● **Trecho selecionado**:
Temos, pois, que no âmbito da legislação federal as empresas públicas se configuram sempre que o capital de uma pessoa jurídica de direito privado pertencer a União de forma exclusiva, ou for compartilhado, de modo a que esta possua a maioria do capital votante, com capitais oriundos de outras pessoas de direito público, ou mesmo de pessoas de direito privado integrantes da Administração Indireta de quaisquer dos entes da Federação.

Disto decorre uma conseqüência importante. Tendo deixado em aberto a Constituição da República o conceito de "recursos públicos" e de "recursos privados" para fins da conceituação jurídica dos entes de direito privado da Administração Indireta, como já se reiteradamente afirmou ao longo deste estudo, tratou a legislação federal de fixar o sentido de tais expressões para fins de melhor delimitar o conceito de empresa pública. Com isso implicitamente estabeleceu que se devem entender como "recursos públicos", para fins de qualificação jurídica de uma empresa pública controlada pela União, os remanescentes que integram o capital social de pessoa jurídica privada oriundos tanto de pessoas jurídicas de direito público como de pessoas de direito privado, desde que estas últimas integrem a Administração Indireta. Basta assim que a maioria do capital votante de uma empresa pertença a União para que o restante dos recursos que integram o seu capital social, uma vez pertençam a autarquias, a empresas públicas, a sociedades de economia mista e fundações governamentais ou estatais, sejam considerados como igualmente públicos.

● **Enunciado 1**:
Reescreva a listagem começando no início dela e terminando na linha que contém "[0,91,199,167]", ambas incluídas. Altere "running boy" para "sprinting boy" e deixe todo o resto inalterado.
O trecho não tem relação com a listagem.

Entradas de dados

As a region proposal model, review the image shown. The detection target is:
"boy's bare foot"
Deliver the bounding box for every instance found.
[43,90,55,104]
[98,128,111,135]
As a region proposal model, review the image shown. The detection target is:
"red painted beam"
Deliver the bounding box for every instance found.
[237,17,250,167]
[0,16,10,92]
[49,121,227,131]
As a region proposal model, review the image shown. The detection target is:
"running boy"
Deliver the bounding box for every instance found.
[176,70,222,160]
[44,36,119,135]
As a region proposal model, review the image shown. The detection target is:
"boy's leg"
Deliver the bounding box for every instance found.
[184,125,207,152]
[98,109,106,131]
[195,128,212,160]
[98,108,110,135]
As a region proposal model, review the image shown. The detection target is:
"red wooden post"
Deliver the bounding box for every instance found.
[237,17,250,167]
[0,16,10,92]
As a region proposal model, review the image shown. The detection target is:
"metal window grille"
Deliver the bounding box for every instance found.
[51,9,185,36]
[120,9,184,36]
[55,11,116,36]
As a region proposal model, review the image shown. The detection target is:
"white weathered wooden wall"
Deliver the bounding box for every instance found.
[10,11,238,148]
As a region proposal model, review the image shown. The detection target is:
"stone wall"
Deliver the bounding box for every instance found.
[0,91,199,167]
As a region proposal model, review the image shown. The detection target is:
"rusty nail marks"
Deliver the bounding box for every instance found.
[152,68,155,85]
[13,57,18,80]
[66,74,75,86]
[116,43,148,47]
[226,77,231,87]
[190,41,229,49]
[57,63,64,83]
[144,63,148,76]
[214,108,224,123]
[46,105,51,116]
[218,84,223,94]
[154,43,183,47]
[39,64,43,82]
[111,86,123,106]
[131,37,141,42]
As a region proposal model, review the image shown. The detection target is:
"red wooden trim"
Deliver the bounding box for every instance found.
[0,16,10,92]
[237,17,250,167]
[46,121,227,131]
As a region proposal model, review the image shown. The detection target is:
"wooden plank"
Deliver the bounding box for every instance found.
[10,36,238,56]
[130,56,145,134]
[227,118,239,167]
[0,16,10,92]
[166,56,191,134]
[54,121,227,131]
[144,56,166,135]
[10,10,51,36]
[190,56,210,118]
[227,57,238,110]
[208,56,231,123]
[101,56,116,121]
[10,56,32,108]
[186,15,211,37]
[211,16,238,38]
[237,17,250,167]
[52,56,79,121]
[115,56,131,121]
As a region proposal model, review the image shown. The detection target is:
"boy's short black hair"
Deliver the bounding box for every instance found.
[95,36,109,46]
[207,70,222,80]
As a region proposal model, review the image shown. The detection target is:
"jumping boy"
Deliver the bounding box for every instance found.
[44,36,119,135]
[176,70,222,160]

● **Enunciado 2**:
Por favor, diga quem deve deter a maioria do capital votante para que uma empresa seja pública no âmbito federal, segundo o trecho sobre empresas públicas.

● **Resultado 1**:
As a region proposal model, review the image shown. The detection target is:
"boy's bare foot"
Deliver the bounding box for every instance found.
[43,90,55,104]
[98,128,111,135]
As a region proposal model, review the image shown. The detection target is:
"red painted beam"
Deliver the bounding box for every instance found.
[237,17,250,167]
[0,16,10,92]
[49,121,227,131]
As a region proposal model, review the image shown. The detection target is:
"sprinting boy"
Deliver the bounding box for every instance found.
[176,70,222,160]
[44,36,119,135]
As a region proposal model, review the image shown. The detection target is:
"boy's leg"
Deliver the bounding box for every instance found.
[184,125,207,152]
[98,109,106,131]
[195,128,212,160]
[98,108,110,135]
As a region proposal model, review the image shown. The detection target is:
"red wooden post"
Deliver the bounding box for every instance found.
[237,17,250,167]
[0,16,10,92]
As a region proposal model, review the image shown. The detection target is:
"metal window grille"
Deliver the bounding box for every instance found.
[51,9,185,36]
[120,9,184,36]
[55,11,116,36]
As a region proposal model, review the image shown. The detection target is:
"white weathered wooden wall"
Deliver the bounding box for every instance found.
[10,11,238,148]
As a region proposal model, review the image shown. The detection target is:
"stone wall"
Deliver the bounding box for every instance found.
[0,91,199,167]

● **Resultado 2**:
A União deve deter a maioria do capital votante.